begin INFORMATION GIVEN

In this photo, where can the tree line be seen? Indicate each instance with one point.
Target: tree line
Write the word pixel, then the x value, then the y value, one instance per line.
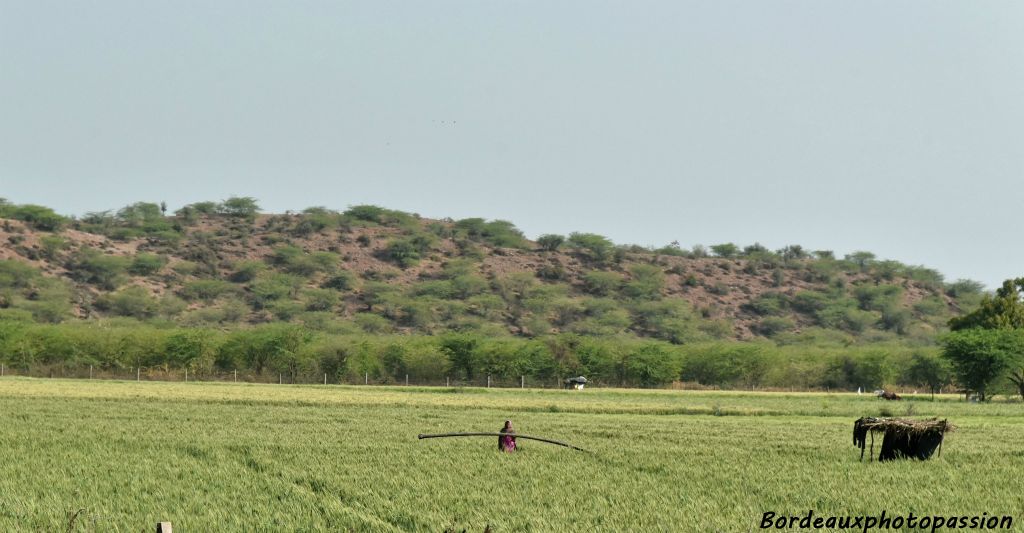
pixel 293 350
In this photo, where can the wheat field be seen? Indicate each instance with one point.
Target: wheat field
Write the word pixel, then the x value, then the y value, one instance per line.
pixel 91 455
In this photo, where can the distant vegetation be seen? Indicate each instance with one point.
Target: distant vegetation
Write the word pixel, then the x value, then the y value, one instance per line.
pixel 376 277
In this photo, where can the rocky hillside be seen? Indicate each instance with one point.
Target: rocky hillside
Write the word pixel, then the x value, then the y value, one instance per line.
pixel 378 270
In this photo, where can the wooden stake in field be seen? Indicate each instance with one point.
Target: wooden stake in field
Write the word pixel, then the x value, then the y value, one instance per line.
pixel 516 435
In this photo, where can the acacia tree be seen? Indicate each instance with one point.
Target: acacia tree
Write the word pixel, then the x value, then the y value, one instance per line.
pixel 987 343
pixel 1004 311
pixel 981 357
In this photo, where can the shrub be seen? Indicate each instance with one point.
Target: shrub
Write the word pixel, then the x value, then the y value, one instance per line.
pixel 43 219
pixel 341 280
pixel 239 207
pixel 496 232
pixel 772 325
pixel 646 282
pixel 206 290
pixel 16 274
pixel 146 264
pixel 135 302
pixel 596 247
pixel 767 304
pixel 602 283
pixel 373 323
pixel 727 251
pixel 247 271
pixel 550 241
pixel 94 267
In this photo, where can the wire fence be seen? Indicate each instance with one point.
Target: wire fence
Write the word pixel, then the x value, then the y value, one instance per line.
pixel 142 373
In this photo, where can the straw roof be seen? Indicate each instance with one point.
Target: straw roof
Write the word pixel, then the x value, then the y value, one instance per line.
pixel 905 426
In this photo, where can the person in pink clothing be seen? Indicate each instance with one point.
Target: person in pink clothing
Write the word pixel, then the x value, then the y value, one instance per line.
pixel 507 441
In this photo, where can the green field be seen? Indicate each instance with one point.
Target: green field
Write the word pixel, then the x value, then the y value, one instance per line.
pixel 268 457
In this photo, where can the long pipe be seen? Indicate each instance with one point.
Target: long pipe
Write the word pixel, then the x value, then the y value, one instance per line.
pixel 516 435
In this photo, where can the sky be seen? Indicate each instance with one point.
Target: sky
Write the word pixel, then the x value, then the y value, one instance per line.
pixel 889 126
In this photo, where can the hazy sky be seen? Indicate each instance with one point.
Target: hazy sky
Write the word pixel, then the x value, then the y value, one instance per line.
pixel 893 127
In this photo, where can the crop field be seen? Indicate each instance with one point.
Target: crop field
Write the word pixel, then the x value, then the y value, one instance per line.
pixel 124 455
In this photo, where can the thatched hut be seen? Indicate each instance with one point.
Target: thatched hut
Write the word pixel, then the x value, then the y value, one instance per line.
pixel 902 438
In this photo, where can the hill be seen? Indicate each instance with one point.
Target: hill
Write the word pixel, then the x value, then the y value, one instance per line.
pixel 375 270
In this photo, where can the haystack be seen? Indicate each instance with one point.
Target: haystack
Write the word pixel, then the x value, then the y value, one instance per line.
pixel 902 438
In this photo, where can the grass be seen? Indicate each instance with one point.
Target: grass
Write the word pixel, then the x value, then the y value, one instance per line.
pixel 268 457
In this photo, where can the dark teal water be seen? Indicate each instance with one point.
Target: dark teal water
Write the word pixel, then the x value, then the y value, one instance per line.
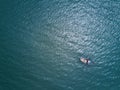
pixel 41 42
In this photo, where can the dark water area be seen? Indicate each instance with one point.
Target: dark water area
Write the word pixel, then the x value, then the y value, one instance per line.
pixel 41 42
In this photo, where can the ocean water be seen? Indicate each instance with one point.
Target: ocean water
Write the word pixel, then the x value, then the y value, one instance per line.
pixel 41 42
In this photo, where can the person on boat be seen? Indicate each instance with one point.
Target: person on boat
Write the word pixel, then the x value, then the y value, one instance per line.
pixel 84 60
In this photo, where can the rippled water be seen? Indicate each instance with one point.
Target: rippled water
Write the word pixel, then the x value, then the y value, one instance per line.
pixel 41 42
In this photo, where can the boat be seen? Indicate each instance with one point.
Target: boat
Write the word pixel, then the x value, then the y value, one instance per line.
pixel 85 61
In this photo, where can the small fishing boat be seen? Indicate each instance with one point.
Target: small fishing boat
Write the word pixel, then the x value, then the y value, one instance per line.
pixel 85 61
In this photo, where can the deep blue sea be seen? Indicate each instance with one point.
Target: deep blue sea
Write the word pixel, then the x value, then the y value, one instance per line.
pixel 41 42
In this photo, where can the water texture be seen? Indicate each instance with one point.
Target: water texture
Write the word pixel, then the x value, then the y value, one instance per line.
pixel 41 42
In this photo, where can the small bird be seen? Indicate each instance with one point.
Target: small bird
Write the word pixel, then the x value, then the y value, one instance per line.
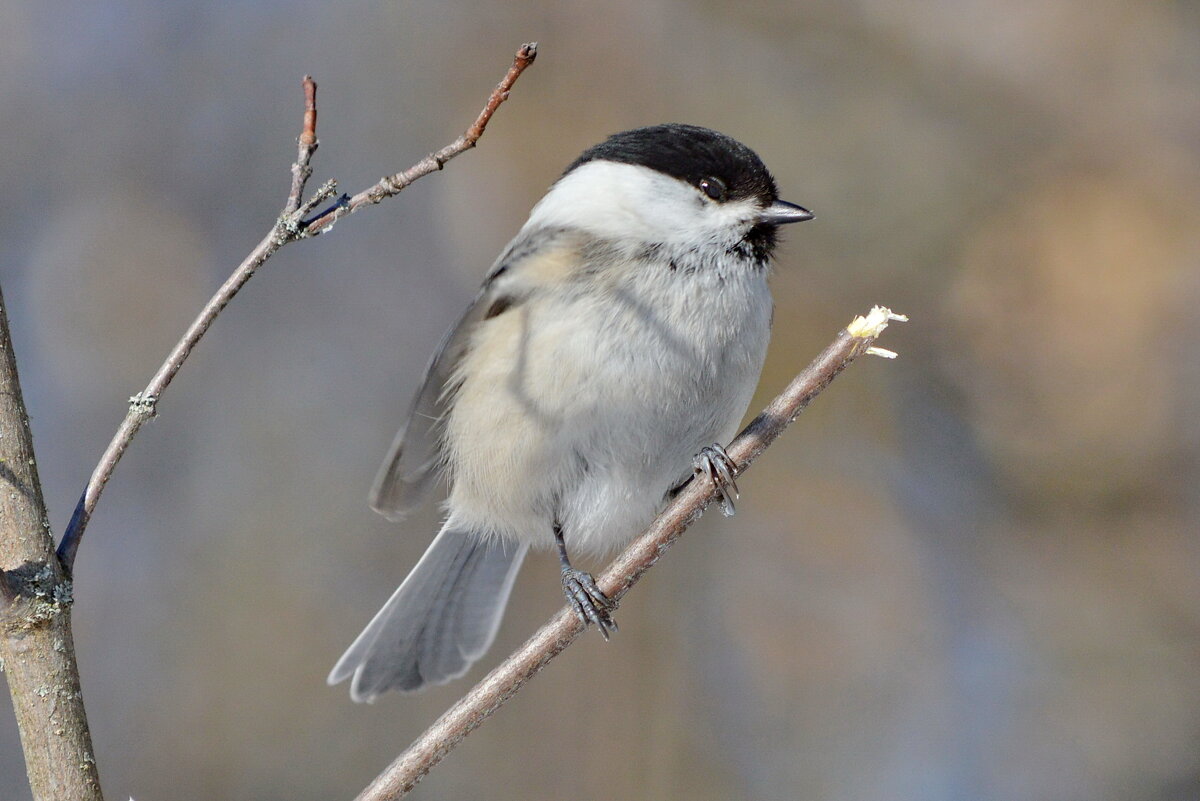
pixel 613 345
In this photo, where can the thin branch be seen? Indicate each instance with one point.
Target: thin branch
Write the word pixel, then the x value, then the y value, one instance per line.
pixel 391 185
pixel 551 639
pixel 289 227
pixel 306 145
pixel 36 648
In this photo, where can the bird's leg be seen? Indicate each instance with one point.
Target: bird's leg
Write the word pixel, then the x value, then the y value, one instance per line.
pixel 582 594
pixel 717 465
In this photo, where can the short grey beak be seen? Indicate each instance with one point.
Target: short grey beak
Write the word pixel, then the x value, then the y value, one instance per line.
pixel 783 212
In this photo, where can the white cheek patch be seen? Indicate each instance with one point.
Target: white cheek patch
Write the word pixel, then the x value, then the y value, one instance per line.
pixel 627 202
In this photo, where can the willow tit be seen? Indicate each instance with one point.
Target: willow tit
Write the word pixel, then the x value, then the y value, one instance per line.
pixel 621 333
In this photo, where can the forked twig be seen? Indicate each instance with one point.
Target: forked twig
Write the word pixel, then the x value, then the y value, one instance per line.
pixel 288 228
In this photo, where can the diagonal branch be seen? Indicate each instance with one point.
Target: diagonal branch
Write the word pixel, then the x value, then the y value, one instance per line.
pixel 551 639
pixel 289 227
pixel 36 648
pixel 391 185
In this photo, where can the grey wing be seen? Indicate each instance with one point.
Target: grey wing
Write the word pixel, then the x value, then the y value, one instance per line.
pixel 414 459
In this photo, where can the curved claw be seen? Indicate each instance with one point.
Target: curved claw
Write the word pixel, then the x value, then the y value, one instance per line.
pixel 588 602
pixel 717 465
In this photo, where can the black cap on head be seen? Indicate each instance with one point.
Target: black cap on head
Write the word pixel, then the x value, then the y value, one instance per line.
pixel 691 154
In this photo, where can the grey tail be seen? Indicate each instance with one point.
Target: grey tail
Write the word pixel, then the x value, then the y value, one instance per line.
pixel 441 620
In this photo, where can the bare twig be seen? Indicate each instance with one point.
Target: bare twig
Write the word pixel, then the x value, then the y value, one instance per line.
pixel 306 145
pixel 36 648
pixel 288 228
pixel 391 185
pixel 551 639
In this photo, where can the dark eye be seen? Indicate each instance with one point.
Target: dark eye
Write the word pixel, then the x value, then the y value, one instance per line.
pixel 713 187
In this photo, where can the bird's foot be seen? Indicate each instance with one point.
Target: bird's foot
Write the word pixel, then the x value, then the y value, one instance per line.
pixel 715 464
pixel 587 601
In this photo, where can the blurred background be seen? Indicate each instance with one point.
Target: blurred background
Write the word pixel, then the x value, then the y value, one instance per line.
pixel 972 573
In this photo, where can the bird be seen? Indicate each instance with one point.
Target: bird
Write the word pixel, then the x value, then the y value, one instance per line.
pixel 615 344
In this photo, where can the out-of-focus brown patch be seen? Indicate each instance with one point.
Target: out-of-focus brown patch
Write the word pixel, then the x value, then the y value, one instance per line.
pixel 1066 308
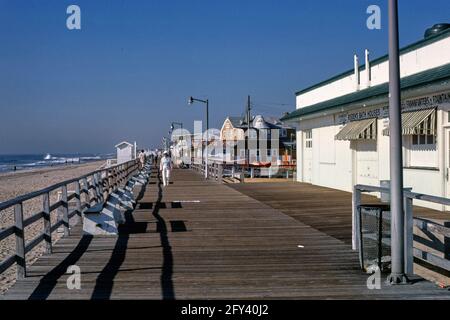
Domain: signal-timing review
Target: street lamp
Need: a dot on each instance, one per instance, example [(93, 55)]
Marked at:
[(191, 101), (397, 275), (172, 127)]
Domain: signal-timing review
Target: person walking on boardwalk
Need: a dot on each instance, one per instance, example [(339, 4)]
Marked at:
[(141, 159), (165, 166)]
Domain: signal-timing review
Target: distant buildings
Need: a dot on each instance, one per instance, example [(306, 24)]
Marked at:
[(343, 136), (125, 152), (271, 141)]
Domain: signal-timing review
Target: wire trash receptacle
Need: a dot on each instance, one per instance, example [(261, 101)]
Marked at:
[(375, 236)]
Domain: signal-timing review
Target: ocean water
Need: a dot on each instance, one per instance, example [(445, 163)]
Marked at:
[(32, 161)]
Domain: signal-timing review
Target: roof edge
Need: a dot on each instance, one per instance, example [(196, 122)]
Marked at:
[(418, 44)]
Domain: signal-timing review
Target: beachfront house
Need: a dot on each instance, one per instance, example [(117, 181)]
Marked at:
[(125, 152), (343, 123), (278, 140)]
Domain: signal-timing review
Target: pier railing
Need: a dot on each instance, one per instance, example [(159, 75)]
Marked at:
[(89, 190), (436, 254)]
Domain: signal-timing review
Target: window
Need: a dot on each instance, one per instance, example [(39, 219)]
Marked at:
[(308, 139), (423, 139)]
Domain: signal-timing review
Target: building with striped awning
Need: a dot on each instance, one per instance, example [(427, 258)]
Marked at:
[(343, 122)]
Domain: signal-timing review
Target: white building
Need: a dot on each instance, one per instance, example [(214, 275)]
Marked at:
[(125, 152), (343, 126)]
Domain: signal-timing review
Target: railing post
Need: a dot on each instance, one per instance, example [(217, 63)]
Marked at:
[(87, 195), (356, 201), (98, 197), (100, 186), (409, 236), (78, 197), (219, 173), (20, 241), (65, 210), (47, 223)]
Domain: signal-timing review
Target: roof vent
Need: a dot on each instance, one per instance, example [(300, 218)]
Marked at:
[(437, 28)]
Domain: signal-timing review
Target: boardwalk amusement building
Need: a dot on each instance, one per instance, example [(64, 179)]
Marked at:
[(343, 135)]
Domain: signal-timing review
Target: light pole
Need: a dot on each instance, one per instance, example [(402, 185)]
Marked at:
[(191, 101), (397, 275), (172, 127)]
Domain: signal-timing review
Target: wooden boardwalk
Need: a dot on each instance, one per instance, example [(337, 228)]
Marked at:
[(306, 203), (203, 240)]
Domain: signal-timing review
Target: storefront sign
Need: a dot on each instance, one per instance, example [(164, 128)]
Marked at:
[(434, 101)]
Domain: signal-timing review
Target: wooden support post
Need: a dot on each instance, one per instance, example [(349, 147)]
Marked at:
[(409, 236), (220, 173), (356, 201), (87, 195), (47, 222), (65, 210), (98, 197), (100, 186), (20, 241), (78, 197)]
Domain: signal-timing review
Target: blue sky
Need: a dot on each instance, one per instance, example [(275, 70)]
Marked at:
[(127, 73)]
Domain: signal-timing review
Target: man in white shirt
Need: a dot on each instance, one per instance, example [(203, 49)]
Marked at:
[(165, 166)]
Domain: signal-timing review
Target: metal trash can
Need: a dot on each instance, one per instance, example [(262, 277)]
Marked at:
[(375, 236)]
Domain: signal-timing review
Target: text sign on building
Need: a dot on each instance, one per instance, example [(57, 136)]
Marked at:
[(441, 101)]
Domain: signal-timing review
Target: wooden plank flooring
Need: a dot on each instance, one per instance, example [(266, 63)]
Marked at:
[(217, 243)]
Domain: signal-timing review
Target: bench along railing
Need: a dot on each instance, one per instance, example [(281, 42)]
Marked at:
[(95, 186), (410, 223)]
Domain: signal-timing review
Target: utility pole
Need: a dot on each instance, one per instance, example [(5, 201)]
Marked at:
[(397, 275), (248, 130)]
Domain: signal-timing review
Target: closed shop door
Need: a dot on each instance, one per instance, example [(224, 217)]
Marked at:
[(367, 163), (307, 156)]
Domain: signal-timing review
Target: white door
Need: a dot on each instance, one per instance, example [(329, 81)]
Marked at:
[(447, 164), (367, 163), (307, 156)]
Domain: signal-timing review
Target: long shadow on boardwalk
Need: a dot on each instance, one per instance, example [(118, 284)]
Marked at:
[(105, 280), (167, 289), (49, 281)]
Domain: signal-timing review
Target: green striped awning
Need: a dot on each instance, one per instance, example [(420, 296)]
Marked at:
[(422, 122), (356, 130)]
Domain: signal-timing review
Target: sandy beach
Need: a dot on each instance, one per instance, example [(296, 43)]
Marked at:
[(14, 184)]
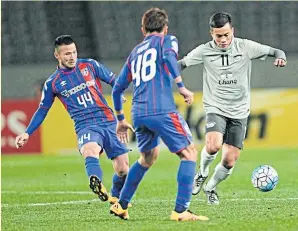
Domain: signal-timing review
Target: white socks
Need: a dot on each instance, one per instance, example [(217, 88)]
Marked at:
[(221, 173), (206, 160)]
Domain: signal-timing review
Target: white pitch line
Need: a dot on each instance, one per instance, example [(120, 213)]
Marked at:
[(51, 203), (140, 201), (47, 192)]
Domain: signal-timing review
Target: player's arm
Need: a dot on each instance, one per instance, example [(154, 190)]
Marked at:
[(106, 75), (121, 84), (259, 51), (280, 57), (193, 58), (170, 54), (103, 73), (47, 99)]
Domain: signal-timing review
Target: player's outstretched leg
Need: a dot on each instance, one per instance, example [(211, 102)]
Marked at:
[(208, 154), (98, 188), (202, 174), (133, 179), (222, 171), (121, 167), (185, 178), (91, 151)]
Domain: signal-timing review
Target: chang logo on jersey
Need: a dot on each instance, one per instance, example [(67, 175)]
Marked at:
[(227, 82), (226, 78), (78, 88)]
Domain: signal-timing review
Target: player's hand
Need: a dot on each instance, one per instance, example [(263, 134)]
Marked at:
[(122, 131), (123, 99), (21, 140), (187, 94), (280, 63)]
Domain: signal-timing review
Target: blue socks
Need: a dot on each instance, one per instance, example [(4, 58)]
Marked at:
[(118, 183), (133, 179), (185, 177), (92, 167)]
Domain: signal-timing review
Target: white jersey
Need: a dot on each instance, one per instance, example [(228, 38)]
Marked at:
[(226, 75)]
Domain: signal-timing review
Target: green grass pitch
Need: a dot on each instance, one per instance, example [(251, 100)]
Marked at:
[(51, 193)]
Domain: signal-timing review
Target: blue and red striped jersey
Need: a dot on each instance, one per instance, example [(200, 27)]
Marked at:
[(148, 68), (80, 91)]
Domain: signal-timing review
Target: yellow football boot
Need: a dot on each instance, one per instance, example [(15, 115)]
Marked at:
[(118, 211), (98, 188), (114, 200)]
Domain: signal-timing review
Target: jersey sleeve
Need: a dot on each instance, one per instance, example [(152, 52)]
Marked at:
[(256, 50), (103, 73), (46, 102), (195, 56), (170, 55), (121, 83)]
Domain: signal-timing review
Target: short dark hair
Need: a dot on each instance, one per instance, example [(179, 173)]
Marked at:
[(154, 19), (63, 40), (218, 20)]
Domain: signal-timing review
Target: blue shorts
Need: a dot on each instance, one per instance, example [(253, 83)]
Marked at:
[(171, 128), (105, 136)]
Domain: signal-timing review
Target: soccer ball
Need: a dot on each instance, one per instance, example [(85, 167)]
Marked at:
[(264, 178)]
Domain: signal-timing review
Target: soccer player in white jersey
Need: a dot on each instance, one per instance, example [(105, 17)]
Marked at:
[(226, 97)]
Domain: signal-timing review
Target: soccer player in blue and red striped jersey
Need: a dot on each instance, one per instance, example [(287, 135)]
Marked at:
[(152, 66), (76, 83)]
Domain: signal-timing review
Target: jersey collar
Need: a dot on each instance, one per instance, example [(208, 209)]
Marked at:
[(224, 49)]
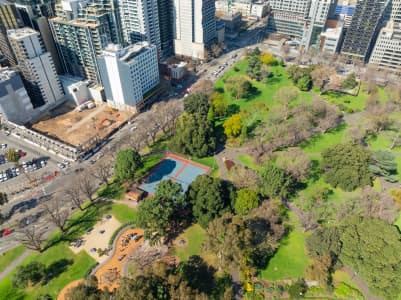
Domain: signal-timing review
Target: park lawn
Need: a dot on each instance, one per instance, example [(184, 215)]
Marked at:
[(112, 191), (398, 222), (65, 265), (317, 143), (290, 260), (193, 237), (123, 213), (248, 161), (7, 257)]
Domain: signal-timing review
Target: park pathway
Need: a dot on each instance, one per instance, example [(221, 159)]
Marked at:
[(14, 264)]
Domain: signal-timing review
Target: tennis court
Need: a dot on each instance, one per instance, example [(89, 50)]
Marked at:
[(175, 168)]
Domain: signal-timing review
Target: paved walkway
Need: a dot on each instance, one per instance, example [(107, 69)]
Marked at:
[(14, 264)]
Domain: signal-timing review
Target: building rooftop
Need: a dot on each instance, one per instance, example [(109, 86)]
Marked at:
[(6, 74), (127, 53), (21, 33)]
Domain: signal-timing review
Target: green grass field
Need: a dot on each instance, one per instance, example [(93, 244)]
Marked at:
[(290, 261), (63, 263), (248, 161), (7, 257), (123, 213), (193, 237)]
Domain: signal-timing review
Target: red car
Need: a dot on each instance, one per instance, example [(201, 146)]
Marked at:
[(7, 232)]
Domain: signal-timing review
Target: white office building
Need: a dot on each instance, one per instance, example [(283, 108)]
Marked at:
[(139, 21), (37, 67), (15, 105), (194, 28), (128, 73)]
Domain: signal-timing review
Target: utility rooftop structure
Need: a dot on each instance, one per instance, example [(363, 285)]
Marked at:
[(128, 73)]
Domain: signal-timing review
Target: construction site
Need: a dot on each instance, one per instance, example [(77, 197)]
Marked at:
[(81, 127)]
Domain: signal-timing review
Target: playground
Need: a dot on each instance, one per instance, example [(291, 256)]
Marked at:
[(109, 274), (175, 168)]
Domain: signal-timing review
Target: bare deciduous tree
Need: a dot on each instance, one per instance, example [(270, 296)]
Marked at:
[(103, 171), (57, 214), (74, 195), (86, 185), (32, 238)]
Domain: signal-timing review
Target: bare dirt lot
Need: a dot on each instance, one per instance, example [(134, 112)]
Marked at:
[(76, 128)]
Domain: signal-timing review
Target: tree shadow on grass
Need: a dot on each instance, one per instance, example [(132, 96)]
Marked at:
[(58, 267), (233, 109), (252, 93), (79, 224), (251, 128)]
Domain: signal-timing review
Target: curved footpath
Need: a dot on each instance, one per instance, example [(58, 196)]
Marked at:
[(63, 292)]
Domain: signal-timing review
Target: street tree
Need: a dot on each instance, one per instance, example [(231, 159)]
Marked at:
[(197, 103), (127, 163), (74, 194), (32, 237), (87, 185), (220, 104), (103, 171), (57, 214), (159, 215), (12, 155), (210, 198)]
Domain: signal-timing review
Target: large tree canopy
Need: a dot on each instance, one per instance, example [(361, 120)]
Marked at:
[(370, 246), (128, 161), (210, 198), (275, 182), (194, 135), (346, 166), (197, 103), (158, 215)]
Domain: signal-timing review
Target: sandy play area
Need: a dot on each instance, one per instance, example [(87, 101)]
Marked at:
[(96, 239), (109, 274)]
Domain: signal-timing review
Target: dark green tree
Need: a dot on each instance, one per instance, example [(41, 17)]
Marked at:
[(305, 83), (194, 135), (384, 164), (275, 182), (346, 166), (210, 198), (349, 82), (229, 238), (30, 274), (245, 201), (159, 215), (298, 289), (197, 103), (128, 162)]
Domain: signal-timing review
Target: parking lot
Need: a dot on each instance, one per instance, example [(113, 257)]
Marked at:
[(34, 164)]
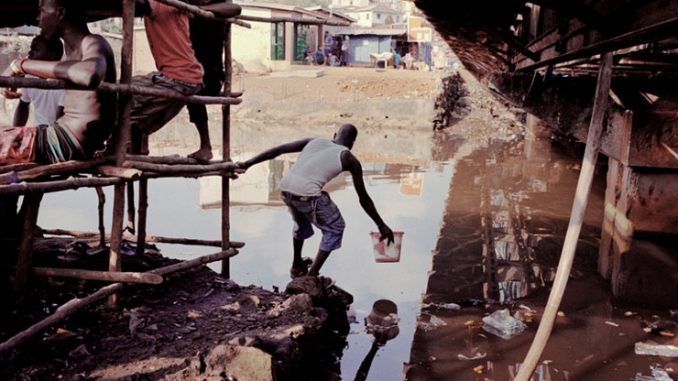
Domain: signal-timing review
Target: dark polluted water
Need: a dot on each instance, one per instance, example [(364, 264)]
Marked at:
[(483, 225), (410, 196)]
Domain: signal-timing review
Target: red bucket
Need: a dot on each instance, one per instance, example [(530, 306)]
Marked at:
[(383, 252)]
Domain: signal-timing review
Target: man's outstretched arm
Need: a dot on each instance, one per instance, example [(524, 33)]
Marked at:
[(350, 163), (271, 153), (89, 71)]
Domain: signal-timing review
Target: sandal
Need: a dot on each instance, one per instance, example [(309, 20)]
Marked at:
[(301, 270)]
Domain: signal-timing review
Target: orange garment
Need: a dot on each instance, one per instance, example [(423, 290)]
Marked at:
[(17, 145), (168, 37)]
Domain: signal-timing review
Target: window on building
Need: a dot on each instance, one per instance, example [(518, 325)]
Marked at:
[(278, 41)]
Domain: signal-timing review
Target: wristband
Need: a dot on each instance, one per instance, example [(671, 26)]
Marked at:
[(16, 68), (21, 65)]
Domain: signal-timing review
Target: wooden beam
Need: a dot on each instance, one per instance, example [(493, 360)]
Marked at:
[(579, 205), (121, 88), (513, 42), (225, 166), (31, 206), (66, 167), (226, 152), (149, 238), (105, 276), (619, 42), (582, 12), (58, 185)]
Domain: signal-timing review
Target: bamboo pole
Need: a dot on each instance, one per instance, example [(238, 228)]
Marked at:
[(76, 304), (63, 312), (122, 140), (196, 262), (124, 173), (171, 94), (581, 197), (131, 210), (105, 276), (143, 216), (121, 88), (17, 167), (226, 152), (23, 265), (297, 20), (149, 238), (170, 159), (179, 168), (102, 228), (58, 185), (49, 170)]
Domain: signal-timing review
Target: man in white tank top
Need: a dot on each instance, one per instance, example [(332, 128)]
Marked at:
[(302, 191)]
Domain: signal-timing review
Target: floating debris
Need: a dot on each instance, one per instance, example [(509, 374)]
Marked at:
[(654, 349), (502, 324)]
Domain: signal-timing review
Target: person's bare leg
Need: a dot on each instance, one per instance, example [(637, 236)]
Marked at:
[(205, 151), (299, 264), (320, 259)]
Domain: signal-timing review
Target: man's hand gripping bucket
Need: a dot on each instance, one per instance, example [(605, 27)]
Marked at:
[(384, 252)]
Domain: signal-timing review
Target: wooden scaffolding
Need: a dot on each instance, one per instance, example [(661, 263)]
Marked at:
[(120, 170)]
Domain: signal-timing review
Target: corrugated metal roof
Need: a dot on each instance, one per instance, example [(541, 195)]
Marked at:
[(375, 31)]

end INFORMATION GIVEN

SHORT PROBLEM
Rewrite the material from the line with "In this photo, where can the out-of-focus" up to and including the line with "210), (47, 223)]", keeping the requests, but raise every point coordinate in the answers by 23 and change nothing else. Omit the pictures from your answer.

WRITTEN REPLY
In this photo, where can the out-of-focus brown patch be seen? Indicate each instance with one point.
Target: out-of-focus brown patch
Write the word pixel, then the x value, then the y value, one instance per line.
pixel 1089 331
Domain: signal-timing review
Target: street lamp
Need: a dot on each instance, one per instance, example [(93, 55)]
Marked at:
[(214, 124), (420, 298), (195, 150)]
Domain: signal-timing review
Target: person walking on boardwalk
Need: a dot on each instance, one per instance, example [(339, 4)]
Marked at:
[(164, 182), (188, 189)]
Domain: signal-timing review
Target: distant buildings
Need: a dot on each instance, one per instance, example [(306, 24)]
Marked at:
[(366, 159), (148, 175), (294, 164)]
Domain: signal-timing review
Target: wire trash receptacle
Need: a dot on each instance, one per instance, example [(261, 101)]
Marked at:
[(398, 259)]
Domain: signal-timing review
Target: ocean water
Need: a dot on each instance, one per instance, example [(445, 163)]
Marked at:
[(55, 184)]
Domain: signal-timing review
Target: roof edge
Need: a dot on each instance, one per instance, example [(196, 122)]
Marked at:
[(441, 67)]
Domain: signal-timing review
Target: beachfront house
Need: a dot on each instance, one per instance, example [(117, 181)]
Marked at:
[(148, 175), (366, 146), (301, 163)]
Domain: signal-timing review
Target: pier railing
Need: a dot on each instance, one per instance, example [(159, 75)]
Marked at:
[(112, 213), (459, 277)]
Domain: signal-timing review
Target: window
Need: a dot on each instance, one per instance, example [(39, 219)]
Marked at:
[(331, 162), (446, 162)]
Domain: signal-timing review
Target: building with striped awning
Need: a dot on each instance, one per instance, example [(427, 258)]
Marked at:
[(366, 145)]
Domain: signal-timing review
Target: white building
Need: a dot on each instance, one per instance, example [(214, 275)]
Marked at:
[(148, 175), (366, 149)]
Domain: signal-timing review
Target: railing post
Need: a dot on each instance, one per instance, example [(217, 63)]
Marked at:
[(110, 218), (379, 224), (121, 220), (123, 209), (432, 259), (101, 220), (242, 196), (43, 264), (88, 233), (70, 246)]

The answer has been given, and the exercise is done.